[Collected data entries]

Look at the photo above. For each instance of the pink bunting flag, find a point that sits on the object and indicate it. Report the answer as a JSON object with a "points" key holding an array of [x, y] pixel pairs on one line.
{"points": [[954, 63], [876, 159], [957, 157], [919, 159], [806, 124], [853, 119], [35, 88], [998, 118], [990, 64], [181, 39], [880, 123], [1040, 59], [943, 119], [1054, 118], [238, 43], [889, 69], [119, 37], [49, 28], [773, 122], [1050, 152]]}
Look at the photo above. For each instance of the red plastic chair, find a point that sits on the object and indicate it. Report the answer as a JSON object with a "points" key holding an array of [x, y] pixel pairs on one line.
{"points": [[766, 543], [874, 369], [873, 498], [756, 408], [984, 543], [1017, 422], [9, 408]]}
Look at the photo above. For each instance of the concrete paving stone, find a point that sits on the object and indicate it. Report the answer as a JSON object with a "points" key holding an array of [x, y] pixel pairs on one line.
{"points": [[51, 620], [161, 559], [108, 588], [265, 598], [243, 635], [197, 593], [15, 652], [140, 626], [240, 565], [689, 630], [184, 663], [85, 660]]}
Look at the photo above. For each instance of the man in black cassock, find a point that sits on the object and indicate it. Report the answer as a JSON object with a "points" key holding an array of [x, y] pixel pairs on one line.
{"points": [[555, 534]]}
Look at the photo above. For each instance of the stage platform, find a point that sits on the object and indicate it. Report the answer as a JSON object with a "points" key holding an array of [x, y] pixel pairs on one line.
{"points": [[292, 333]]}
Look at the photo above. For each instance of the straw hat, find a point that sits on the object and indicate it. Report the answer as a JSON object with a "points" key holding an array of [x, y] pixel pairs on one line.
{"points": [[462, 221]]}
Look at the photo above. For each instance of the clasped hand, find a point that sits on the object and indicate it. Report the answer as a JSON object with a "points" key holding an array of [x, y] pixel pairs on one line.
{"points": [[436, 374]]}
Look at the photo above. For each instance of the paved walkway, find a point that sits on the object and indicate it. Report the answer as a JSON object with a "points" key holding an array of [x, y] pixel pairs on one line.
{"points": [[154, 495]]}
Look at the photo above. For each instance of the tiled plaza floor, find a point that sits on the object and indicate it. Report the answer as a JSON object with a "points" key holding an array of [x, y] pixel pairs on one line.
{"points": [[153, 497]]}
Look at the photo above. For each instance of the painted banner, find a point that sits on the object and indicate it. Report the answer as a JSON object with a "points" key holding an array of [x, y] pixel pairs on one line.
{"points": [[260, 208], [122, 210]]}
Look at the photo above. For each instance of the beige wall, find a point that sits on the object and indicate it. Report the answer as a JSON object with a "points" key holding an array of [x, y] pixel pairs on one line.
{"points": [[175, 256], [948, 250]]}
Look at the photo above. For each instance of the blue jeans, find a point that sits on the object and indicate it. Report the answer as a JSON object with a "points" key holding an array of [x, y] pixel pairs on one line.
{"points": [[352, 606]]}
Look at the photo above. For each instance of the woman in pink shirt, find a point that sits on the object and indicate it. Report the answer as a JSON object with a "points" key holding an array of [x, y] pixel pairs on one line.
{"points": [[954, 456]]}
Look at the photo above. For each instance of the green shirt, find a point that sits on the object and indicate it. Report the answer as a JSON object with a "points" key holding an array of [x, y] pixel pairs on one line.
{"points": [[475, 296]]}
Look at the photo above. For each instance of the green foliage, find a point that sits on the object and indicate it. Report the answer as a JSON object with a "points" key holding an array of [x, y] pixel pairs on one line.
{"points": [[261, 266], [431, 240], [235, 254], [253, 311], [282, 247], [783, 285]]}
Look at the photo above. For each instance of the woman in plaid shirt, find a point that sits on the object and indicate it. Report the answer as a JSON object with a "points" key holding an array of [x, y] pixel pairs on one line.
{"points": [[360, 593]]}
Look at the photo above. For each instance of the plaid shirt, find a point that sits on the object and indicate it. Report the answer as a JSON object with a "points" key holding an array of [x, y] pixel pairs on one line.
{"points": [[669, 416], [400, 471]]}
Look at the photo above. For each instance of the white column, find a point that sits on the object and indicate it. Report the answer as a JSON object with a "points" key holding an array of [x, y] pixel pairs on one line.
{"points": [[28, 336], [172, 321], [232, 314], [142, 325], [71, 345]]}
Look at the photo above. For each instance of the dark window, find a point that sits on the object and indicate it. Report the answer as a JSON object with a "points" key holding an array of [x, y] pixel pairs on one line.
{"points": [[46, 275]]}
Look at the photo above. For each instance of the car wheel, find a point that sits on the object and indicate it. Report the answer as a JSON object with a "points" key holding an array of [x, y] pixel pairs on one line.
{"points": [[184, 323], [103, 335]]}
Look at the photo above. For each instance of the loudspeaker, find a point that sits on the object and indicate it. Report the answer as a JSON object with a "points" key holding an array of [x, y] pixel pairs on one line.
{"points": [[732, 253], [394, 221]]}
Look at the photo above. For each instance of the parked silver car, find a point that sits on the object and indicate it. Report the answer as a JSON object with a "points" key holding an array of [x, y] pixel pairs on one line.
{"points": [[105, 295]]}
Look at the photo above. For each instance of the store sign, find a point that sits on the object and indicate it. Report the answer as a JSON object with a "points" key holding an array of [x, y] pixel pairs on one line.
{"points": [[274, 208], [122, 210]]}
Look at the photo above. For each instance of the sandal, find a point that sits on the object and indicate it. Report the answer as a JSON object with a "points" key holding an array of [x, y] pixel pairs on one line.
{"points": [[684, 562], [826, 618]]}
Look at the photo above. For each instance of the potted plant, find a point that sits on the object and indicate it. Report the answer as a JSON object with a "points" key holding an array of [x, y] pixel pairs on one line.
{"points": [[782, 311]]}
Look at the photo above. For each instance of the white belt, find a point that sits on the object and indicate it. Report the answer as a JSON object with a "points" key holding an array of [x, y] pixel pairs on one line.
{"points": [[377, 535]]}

→ **DIRECTION**: Render every line of the items above as a Markdown table with the columns Row and Entry. Put each line's number in Row and the line itself in Entry, and leave out blank lines.

→ **RESPONSE TO THIS EXERCISE**:
| Row | Entry |
|---|---|
| 1 | Look at the photo above. For each instance of the pink bunting flag, find a point that sits on the object and indicate it. Report the answer as a JSON object with a "points" key holding an array of [x, y] pixel pairs on one line. |
| 2 | {"points": [[954, 63], [876, 159], [957, 157], [919, 159], [806, 124], [853, 119], [35, 88], [998, 118], [990, 64], [181, 39], [880, 123], [1040, 59], [943, 119], [1054, 118], [238, 43], [889, 69], [119, 37], [49, 28], [773, 122], [1050, 152]]} |
| 3 | Look at the photo above. For each instance of the red plastic chair, find a point that sits on the object and indicate it. Report the answer as a JSON object with a "points" key holding an array of [x, y] pixel pairs on one line. |
| 4 | {"points": [[766, 543], [874, 369], [873, 498], [756, 408], [984, 543], [1017, 422], [9, 408]]} |
| 5 | Look at the photo above. For each instance of the concrete paving stone, find a point that sits on the object and indicate it. Report the answer as a JSON object with a "points" key holding an array of [x, y] pixel pairs on one line. |
| 6 | {"points": [[51, 620], [161, 559], [108, 588], [265, 598], [243, 635], [197, 593], [15, 652], [140, 626], [240, 565], [689, 630], [184, 663], [85, 660]]} |
| 7 | Look at the photo above. For each instance of the man in black cassock, find a point that sits on the object and indicate it. Report the answer as a JSON object with a "points" key holding an array of [x, y] pixel pairs on one line. |
| 8 | {"points": [[555, 534]]} |
| 9 | Look at the photo above. For each instance of the stage platform, find a point that sits on the object and indicate it. Report the answer as a JSON object with a "points" key holding an array of [x, y] pixel pairs on one line. |
| 10 | {"points": [[292, 333]]} |
| 11 | Look at the photo above. For each instance of the straw hat, find a point that sits on the object and indicate it. Report the answer as a JSON object with a "points" key holding an array of [x, y] pixel pairs on one line. |
| 12 | {"points": [[462, 221]]} |
| 13 | Look at the photo above. For each instance of the clasped hand, find a point that sits on the object and indicate it. Report the answer as a JSON object with a "points" key holding an array of [x, y] pixel pairs on one line. |
| 14 | {"points": [[436, 374]]} |
| 15 | Look at the photo above. For each instance of the paved walkway, find a point that sits on the object and indicate it. Report the answer as a JSON object with a "points" key holding an array of [x, y] pixel pairs on one line. |
| 16 | {"points": [[154, 495]]} |
| 17 | Look at the photo above. For each instance of the tiled plaza floor, find a point that sits on the object and indicate it. Report the answer as a JSON object with a "points" key holding an array of [x, y] pixel pairs on one line. |
| 18 | {"points": [[153, 497]]} |
| 19 | Look at the photo above. For each instance of the painted banner, find a point that sits on the object and indicate it. Report the answer as a JSON object with a "points" key holding an array of [x, y] pixel pairs on one line. |
| 20 | {"points": [[260, 208], [122, 210]]} |
| 21 | Look at the photo above. For each instance of the beige wall, find a point that sits on the object and indicate it. Report the answer as a JSON object with a "points" key holding an array of [x, y] pixel pairs on one line. |
| 22 | {"points": [[175, 256], [948, 250]]} |
| 23 | Look at the photo above. For each instance of the blue jeans, find a point that sits on the object and indicate it. Report the answer as a JSON object with a "points" key holding an array of [x, y] pixel pairs on one line. |
| 24 | {"points": [[352, 606]]} |
| 25 | Look at the photo above. For each instance of the woman in pink shirt, find a point that sits on the object and indicate it. Report the answer as a JSON object with a "points" key holding an array of [x, y] pixel pairs on one line. |
| 26 | {"points": [[954, 456]]} |
| 27 | Look at the photo above. For each instance of the green shirt, find a point that sits on the object and indicate it. Report the answer as a JSON object with a "points" key holding an array of [x, y] pixel pairs on one line. |
| 28 | {"points": [[475, 296]]} |
| 29 | Look at the photo above. For each instance of the green foliage, find a point that sits on the object and indicate it. Report the answer as a JSON object with a "points" key holding an array of [x, y] pixel pairs on one line. |
| 30 | {"points": [[261, 266], [431, 240], [235, 254], [253, 311], [282, 247], [783, 285]]} |
| 31 | Look at the photo above. For each instance of the woman in plaid shirt, find a point that sits on the object and indicate it. Report the answer as a JSON object with a "points" key holding an array of [x, y] pixel pairs on one line. |
| 32 | {"points": [[360, 593]]} |
| 33 | Look at the photo above. For each instance of the plaid shirt, find a point that sits on the object and indicate it. Report the answer as a JSON object with a "points" key holding an array of [x, y] pixel pairs on one line. |
| 34 | {"points": [[669, 416], [400, 471]]} |
| 35 | Look at the photo above. For each instance of the white column, find a point that sits on the object and indicate it. Report the answer as a JSON object with a "points" key holding an array of [x, y] pixel pairs on one line. |
| 36 | {"points": [[28, 336], [172, 321], [232, 314], [142, 325], [71, 345]]} |
| 37 | Look at the photo above. For each instance of the dark window, find a point that sits on the object and indicate it. Report the answer as a JSON object with a "points" key holding an array of [x, y] pixel pairs on one line. |
| 38 | {"points": [[46, 275]]} |
| 39 | Look at the photo above. For each instance of the car wheel, find a point that sits on the object and indicate it. Report the answer as a JSON object with a "points" key holding an array of [x, y] pixel pairs on one line. |
| 40 | {"points": [[184, 323], [103, 335]]} |
| 41 | Look at the photo above. For each instance of the loudspeaker, find a point that sits on the object and indicate it. Report the answer as a JSON object with a "points" key holding an array of [x, y] pixel pairs on one line. |
| 42 | {"points": [[732, 253], [394, 221]]} |
| 43 | Look at the photo above. For each instance of the parked silver car, find a point that sits on the object and indicate it. Report the answer as a JSON object with a "points" key holding an array of [x, y] pixel pairs on one line. |
| 44 | {"points": [[105, 295]]} |
| 45 | Look at the photo above. For each instance of the store sign, find a point that sits on the object and indicate it. Report the answer as a JSON object with a "points" key holding an array of [x, y] pixel pairs on one line. |
| 46 | {"points": [[274, 208], [122, 210]]} |
| 47 | Look at the photo above. For each instance of the sandal, find a point that sits on the object and indicate it. Report the answer as a JSON object with a "points" key holding an array of [x, y] pixel pairs on one line. |
| 48 | {"points": [[684, 562], [826, 618]]} |
| 49 | Look at the photo above. For each instance of the potted plant, find a point that sits on the object and indicate it. Report the answer as a JSON object with a "points" key holding an array of [x, y] pixel pairs on one line. |
| 50 | {"points": [[782, 311]]} |
| 51 | Look at the photo above. For each instance of the white belt, find a point that sits on the object and indicate it. Report the answer as a JSON object with a "points" key holding an array of [x, y] pixel pairs on one line. |
| 52 | {"points": [[377, 535]]} |